• [Work to be completed]: Images do not belong in the copy; retype the rest of the entries below exactly.

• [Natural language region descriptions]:
****************************************

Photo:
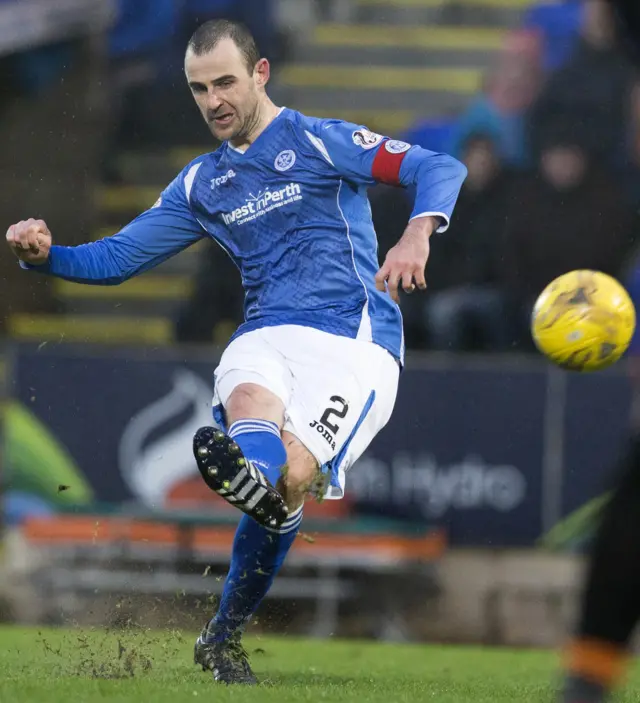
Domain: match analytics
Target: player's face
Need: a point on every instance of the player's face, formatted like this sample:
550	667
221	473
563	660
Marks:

****************************************

• [Your response]:
Photo:
Domain: match analytics
Target: player's face
Need: a point on every instance of the player's face, formatted like this sample:
550	667
221	473
563	660
Marks:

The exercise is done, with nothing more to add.